» TASK DIRECTIONS:
Every entry must be duplicated precisely as written.

** begin DATA PROVIDED **

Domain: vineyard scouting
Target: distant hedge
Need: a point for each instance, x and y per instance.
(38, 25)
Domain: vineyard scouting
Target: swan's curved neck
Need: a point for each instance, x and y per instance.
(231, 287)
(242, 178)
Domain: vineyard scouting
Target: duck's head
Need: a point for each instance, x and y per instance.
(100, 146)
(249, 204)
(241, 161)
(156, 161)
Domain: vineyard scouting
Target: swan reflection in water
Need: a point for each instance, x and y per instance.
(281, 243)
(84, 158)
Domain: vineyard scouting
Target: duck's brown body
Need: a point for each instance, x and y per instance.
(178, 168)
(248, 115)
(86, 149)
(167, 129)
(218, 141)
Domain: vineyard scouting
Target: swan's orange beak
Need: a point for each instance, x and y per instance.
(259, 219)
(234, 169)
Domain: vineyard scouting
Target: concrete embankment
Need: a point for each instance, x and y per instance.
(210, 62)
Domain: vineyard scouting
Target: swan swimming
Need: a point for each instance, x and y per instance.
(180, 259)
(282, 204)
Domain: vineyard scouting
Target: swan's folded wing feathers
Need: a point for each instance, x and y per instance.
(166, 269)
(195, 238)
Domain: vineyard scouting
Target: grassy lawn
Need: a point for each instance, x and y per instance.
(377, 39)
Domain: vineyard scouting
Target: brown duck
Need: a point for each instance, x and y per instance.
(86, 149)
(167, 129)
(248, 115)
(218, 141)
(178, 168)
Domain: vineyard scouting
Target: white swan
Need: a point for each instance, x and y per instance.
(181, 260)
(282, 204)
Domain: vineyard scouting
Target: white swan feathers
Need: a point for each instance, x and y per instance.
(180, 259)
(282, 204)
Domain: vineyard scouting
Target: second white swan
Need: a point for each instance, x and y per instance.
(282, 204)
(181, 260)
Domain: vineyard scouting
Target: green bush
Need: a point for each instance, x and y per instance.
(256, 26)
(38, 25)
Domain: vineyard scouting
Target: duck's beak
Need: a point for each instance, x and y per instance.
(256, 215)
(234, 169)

** end DATA PROVIDED **

» RESULT OF THIS EXERCISE:
Domain: vineyard scouting
Target: distant hedge
Need: a point for each instance, x and y per instance.
(38, 25)
Domain: vineyard scouting
Target: swan's curved neck
Need: a point for each instance, x and y per instance.
(231, 287)
(242, 178)
Domain: vineyard scouting
Target: duck's head
Need: a point for each instance, x and y per instance.
(100, 146)
(249, 204)
(241, 161)
(156, 161)
Domain: vineyard scouting
Target: swan reflection in water
Need: a point for each instance, x and y per instance.
(281, 243)
(84, 158)
Domain: vineyard scouting
Target: duck's brown body
Need: a point for each instance, x and y per instance.
(178, 168)
(248, 115)
(86, 149)
(167, 129)
(218, 141)
Domain: vineyard scouting
Target: swan's orange beak
Need: a point for each instance, x and y per instance.
(259, 219)
(234, 169)
Domain: vineyard scouting
Target: concrete embankment
Need: a point for each instance, x and y per instance.
(210, 62)
Domain: vineyard scouting
Target: swan swimming
Need: a point for each instance, x and y per instance.
(180, 259)
(282, 204)
Domain: vineyard scouting
Target: swan's folded wing feathers
Need: a point for each instance, x and y per instance.
(166, 269)
(195, 238)
Domain: vineyard scouting
Target: grassy lawn
Need: a point for each instance, x and y per instance.
(377, 39)
Domain: vineyard scouting
Target: brown duck
Need: a point for each instance, x and y per instance.
(86, 149)
(167, 129)
(248, 115)
(218, 141)
(178, 168)
Domain: vineyard scouting
Target: white swan
Need: a point for each instance, x and y per instance.
(181, 260)
(282, 204)
Domain: vineyard scouting
Target: white swan feathers
Need: a point for each instance, x and y per instance.
(180, 259)
(282, 204)
Domain: vineyard scouting
Target: second white swan
Need: a point for each instance, x and y per instance.
(282, 204)
(181, 260)
Domain: vineyard scouting
Target: green bush
Need: a point for each instance, x and y per instance.
(256, 26)
(38, 25)
Domain: vineyard scouting
Target: duck's beak
Need: a point for each instance, x and y per instance.
(256, 215)
(234, 169)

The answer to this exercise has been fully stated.